Nous autres peintres, de ceux condamnés à la misère, acceptons ces tracas de la vie matérielle sans nous plaindre,

mais nous en souffrons en ce qu’ils sont un empêchement au travail. Que de temps perdu pour aller chercher notre

pain quotidien ! de basses besognes ouvrières, des ateliers défectueux et mille autres empêchements. De là bien des

découragements et par suite impuissance, l’orage, les violences. Toutes considérations dont vous n’avez que faire et dont je

ne parle que pour nous persuader tous deux que vous avez raison de signaler bien des défauts.

Violence, monotonie de tons, couleurs arbitraires, etc. Oui tout cela doit exister, existe. Parfois, cependant, volontaires

- ces répétitions de tons, d’accords monotones, au sens musical de la couleur, n’auraient-elles pas une analogie avec ces

mélopées orientales chantées d’une voix aigre : accompagnement des notes vibrantes qui les avoisinent, les enrichissant

par opposition. Beethoven en use fréquemment (j’ai cru le comprendre) - dans la sonate Pathétique, par exemple.

# Entrées
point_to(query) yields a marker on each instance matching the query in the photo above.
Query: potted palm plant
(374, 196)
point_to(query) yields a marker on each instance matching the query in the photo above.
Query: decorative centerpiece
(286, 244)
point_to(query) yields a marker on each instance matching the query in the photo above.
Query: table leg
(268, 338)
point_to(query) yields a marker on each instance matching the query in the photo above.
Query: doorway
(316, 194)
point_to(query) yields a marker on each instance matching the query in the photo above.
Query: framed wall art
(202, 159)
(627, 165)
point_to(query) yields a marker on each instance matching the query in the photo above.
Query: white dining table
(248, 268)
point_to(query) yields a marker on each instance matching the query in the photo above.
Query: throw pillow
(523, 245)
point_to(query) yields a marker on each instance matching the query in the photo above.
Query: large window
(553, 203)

==

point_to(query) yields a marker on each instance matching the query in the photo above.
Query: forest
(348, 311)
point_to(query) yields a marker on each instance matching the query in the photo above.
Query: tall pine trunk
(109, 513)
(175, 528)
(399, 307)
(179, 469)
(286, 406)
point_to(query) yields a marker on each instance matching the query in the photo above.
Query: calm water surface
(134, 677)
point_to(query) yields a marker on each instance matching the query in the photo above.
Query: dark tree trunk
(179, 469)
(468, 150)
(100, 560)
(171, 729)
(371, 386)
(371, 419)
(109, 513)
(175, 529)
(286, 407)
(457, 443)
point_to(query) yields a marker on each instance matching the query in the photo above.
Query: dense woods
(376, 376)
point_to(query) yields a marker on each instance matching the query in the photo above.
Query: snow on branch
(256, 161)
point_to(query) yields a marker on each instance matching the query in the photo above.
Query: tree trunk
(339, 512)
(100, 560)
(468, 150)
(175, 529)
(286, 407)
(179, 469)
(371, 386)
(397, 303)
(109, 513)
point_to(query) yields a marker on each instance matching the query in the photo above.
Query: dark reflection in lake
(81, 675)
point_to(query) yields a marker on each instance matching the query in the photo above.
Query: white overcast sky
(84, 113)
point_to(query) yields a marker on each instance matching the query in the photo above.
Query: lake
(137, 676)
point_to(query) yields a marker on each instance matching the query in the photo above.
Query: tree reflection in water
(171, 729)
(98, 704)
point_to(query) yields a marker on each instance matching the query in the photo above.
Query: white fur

# Énoncé du problème
Reproduisez mot pour mot le texte sur la peinture, de « ne parle que » jusqu'à « Pathétique, par exemple. » inclus. La liste ne joue aucun rôle dans ce travail.

# Corrigé de l'exercice
ne parle que pour nous persuader tous deux que vous avez raison de signaler bien des défauts.

Violence, monotonie de tons, couleurs arbitraires, etc. Oui tout cela doit exister, existe. Parfois, cependant, volontaires

- ces répétitions de tons, d’accords monotones, au sens musical de la couleur, n’auraient-elles pas une analogie avec ces

mélopées orientales chantées d’une voix aigre : accompagnement des notes vibrantes qui les avoisinent, les enrichissant

par opposition. Beethoven en use fréquemment (j’ai cru le comprendre) - dans la sonate Pathétique, par exemple.